**ACTIVITY**
Go through the records below and write each one out again unchanged.

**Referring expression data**
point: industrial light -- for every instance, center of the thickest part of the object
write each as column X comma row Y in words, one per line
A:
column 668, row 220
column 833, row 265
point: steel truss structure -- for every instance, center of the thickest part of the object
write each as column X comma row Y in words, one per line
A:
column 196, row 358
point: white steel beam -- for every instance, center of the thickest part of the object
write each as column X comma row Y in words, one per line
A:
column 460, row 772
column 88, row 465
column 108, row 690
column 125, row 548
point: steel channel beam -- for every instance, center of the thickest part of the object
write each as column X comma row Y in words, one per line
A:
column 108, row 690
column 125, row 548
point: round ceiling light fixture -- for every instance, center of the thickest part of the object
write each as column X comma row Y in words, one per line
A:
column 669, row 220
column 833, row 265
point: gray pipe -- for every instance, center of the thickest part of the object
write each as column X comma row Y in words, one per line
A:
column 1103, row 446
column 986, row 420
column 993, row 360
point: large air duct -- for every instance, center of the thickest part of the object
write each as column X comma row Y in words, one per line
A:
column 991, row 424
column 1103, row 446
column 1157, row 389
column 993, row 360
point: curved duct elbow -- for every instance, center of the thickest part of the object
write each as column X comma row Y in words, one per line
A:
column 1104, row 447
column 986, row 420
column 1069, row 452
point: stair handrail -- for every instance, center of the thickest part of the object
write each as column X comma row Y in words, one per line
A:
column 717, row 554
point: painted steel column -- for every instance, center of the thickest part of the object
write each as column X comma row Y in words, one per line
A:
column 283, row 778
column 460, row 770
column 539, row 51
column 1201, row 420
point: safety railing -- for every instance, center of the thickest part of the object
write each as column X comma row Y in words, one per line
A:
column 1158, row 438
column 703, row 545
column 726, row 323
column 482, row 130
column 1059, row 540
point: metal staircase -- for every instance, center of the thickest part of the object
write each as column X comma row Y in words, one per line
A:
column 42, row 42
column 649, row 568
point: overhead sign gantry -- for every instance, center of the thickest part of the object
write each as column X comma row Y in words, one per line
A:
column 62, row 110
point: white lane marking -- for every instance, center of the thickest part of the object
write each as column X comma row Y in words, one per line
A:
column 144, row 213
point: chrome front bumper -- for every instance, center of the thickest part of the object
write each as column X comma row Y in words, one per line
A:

**TASK SOLUTION**
point: industrial light -- for every instance, center of the thickest part of the object
write each as column X comma row Y in words, one per line
A:
column 668, row 220
column 833, row 265
point: steel truss structure -- for every instance, center of the thickest part of the object
write each as column X comma row Y in words, one per line
A:
column 196, row 358
point: white steel beam -- for every instance, center of the thickest part of the object
write each as column X comma row Y in words, one per line
A:
column 460, row 772
column 88, row 465
column 108, row 690
column 125, row 548
point: steel channel beam -- for every instance, center of the thickest part of the object
write each as column X comma row Y in words, one per line
A:
column 108, row 690
column 125, row 548
point: round ceiling light fixture -- for every instance, center of the thickest part of the object
write each as column X comma row Y in words, one per line
A:
column 669, row 220
column 833, row 265
point: gray pipe -- for every instance, center of the thickest part of the object
write each as column X comma row Y in words, one per line
A:
column 1103, row 446
column 986, row 420
column 993, row 360
point: large air duct -- for every instance, center of the thickest part of the object
write each as column X comma row Y in words, one per line
A:
column 991, row 424
column 1103, row 446
column 1157, row 389
column 993, row 360
point: curved duct elbow -- for every instance, center of the thickest part of the object
write each as column X comma row Y in words, one per line
A:
column 1104, row 447
column 986, row 420
column 1069, row 452
point: stair handrail -- for every instance, center of the thickest part of the object
write each as column X comma row Y in words, one per line
A:
column 717, row 554
point: painted steel column -- for every instance, center of the thickest part of the object
write each as column X comma row Y in words, one per line
A:
column 283, row 778
column 460, row 770
column 539, row 51
column 1201, row 420
point: safety railing -- for every instance, center of the thickest part of the object
write each as column X comma row Y in words, one per line
A:
column 1158, row 438
column 703, row 545
column 726, row 323
column 482, row 130
column 1059, row 540
point: metal staircase -- for every instance, center of the thickest part of the object
write each as column X comma row Y in words, one per line
A:
column 42, row 42
column 649, row 568
point: overhead sign gantry -- for every instance, center of the thickest part of the object
write each as column X comma row Y in words, one per line
A:
column 62, row 110
point: white lane marking -- for every instance, center of the thickest part of the object
write each as column X comma row Y in words, one per line
A:
column 144, row 213
point: chrome front bumper -- for every instance, center of the thickest part of the object
write each as column X comma row Y in words, one per line
A:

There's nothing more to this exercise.